_PROBLEM_. Every line from the one with "written like (809,284)." to the end of the data needs to be copied exactly, and no line before it.

Collection entries:
Segment Open

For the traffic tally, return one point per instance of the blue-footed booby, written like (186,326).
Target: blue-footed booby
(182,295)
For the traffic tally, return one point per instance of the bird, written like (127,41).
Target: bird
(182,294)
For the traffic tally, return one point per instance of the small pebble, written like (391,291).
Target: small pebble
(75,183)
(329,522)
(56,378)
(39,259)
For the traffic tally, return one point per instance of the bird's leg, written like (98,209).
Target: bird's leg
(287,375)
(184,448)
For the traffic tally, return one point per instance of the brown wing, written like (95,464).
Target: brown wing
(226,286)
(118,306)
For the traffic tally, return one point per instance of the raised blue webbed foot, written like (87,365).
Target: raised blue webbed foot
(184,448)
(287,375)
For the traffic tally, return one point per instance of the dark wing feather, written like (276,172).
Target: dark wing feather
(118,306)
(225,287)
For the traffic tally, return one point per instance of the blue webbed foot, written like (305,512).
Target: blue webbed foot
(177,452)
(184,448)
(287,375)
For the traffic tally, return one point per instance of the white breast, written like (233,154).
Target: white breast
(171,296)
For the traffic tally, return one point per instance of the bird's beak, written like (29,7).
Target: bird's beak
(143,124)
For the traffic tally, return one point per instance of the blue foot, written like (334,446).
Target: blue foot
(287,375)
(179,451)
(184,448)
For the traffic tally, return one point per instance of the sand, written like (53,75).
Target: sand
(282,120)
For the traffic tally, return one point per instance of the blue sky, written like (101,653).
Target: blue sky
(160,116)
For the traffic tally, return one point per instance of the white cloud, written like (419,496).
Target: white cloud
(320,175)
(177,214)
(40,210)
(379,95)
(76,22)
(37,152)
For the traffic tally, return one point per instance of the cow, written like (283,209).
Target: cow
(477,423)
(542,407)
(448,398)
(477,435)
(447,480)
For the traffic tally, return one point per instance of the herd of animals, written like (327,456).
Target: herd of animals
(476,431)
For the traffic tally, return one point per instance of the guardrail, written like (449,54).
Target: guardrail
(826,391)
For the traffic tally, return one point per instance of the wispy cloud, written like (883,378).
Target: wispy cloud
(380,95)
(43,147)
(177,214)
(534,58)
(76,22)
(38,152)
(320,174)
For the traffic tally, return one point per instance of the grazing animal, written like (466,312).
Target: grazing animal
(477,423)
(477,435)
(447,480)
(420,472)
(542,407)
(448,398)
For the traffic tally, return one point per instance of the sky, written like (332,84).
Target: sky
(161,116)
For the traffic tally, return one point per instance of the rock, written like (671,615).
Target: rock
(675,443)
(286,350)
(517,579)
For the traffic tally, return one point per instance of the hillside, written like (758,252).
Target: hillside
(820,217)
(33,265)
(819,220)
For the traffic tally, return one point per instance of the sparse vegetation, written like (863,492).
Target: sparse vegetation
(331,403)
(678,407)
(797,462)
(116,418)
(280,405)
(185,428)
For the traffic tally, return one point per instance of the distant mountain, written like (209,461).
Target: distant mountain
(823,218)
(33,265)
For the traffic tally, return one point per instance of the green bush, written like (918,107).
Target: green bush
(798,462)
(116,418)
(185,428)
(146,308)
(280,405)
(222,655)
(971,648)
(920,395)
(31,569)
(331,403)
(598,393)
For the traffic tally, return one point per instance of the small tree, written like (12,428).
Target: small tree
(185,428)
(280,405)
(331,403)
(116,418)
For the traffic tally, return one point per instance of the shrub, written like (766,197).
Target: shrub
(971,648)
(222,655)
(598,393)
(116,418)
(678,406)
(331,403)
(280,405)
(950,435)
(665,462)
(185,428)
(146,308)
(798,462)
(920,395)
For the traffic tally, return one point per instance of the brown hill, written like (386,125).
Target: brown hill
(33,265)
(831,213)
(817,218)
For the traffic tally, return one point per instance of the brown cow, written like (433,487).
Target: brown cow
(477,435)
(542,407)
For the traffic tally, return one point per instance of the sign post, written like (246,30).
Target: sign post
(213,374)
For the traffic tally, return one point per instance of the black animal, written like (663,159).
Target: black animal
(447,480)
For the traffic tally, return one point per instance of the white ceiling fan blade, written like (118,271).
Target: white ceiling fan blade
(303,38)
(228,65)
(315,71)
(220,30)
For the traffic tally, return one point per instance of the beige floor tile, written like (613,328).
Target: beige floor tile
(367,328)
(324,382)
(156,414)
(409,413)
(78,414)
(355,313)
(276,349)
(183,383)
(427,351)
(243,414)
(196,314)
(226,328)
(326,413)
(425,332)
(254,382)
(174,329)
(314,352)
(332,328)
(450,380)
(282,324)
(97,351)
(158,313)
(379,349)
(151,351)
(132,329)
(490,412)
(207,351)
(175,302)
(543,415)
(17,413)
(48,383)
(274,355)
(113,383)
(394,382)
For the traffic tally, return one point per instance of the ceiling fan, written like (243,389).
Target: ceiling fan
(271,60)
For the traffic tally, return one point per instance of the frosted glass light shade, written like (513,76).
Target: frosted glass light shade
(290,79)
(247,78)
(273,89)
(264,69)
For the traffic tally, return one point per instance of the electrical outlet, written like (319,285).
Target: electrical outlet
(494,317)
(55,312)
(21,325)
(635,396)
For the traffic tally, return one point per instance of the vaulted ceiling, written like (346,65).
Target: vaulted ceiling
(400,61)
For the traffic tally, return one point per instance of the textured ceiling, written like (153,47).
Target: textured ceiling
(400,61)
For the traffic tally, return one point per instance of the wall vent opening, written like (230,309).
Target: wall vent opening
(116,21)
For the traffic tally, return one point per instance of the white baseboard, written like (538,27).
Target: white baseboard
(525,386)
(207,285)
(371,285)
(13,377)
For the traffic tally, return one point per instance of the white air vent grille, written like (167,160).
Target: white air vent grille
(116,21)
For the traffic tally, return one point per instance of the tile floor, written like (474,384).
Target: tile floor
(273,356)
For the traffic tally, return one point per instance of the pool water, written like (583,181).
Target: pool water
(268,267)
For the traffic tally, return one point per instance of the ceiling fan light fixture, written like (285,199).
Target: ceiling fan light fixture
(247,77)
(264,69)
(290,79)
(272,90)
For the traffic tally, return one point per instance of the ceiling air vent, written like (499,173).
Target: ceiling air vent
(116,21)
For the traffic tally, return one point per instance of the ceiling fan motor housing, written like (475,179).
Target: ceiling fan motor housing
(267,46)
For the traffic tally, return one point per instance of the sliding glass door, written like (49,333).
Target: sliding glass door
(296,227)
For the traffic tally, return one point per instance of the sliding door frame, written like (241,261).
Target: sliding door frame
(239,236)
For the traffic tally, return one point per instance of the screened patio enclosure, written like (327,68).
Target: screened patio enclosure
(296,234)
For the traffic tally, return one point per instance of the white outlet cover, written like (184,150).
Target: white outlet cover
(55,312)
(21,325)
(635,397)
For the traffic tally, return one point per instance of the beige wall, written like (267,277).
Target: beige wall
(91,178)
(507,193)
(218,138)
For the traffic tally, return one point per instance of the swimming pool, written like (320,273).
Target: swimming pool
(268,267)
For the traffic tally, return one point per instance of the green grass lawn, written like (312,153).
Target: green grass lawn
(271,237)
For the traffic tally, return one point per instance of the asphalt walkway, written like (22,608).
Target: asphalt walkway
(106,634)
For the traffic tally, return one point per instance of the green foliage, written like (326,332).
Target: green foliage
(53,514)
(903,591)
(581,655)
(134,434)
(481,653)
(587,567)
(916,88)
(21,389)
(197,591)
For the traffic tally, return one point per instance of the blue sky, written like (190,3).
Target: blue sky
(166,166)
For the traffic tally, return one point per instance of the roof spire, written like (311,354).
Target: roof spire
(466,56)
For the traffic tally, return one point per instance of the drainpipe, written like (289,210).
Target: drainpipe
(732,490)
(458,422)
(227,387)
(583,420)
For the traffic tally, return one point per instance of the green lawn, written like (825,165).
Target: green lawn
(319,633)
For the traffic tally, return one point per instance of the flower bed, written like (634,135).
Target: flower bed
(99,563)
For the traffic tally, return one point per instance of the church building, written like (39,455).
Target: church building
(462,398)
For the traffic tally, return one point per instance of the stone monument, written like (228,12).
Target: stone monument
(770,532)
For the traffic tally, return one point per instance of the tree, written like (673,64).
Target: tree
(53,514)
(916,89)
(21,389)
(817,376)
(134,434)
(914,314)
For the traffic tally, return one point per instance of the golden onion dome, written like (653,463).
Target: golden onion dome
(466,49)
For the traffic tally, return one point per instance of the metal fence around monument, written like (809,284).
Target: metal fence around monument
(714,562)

Segment Closed

_OUTPUT OF THE TASK_.
For the traffic tally, return one point per instance of the metal fence around monument, written like (809,284).
Target: metal fence around monument
(714,562)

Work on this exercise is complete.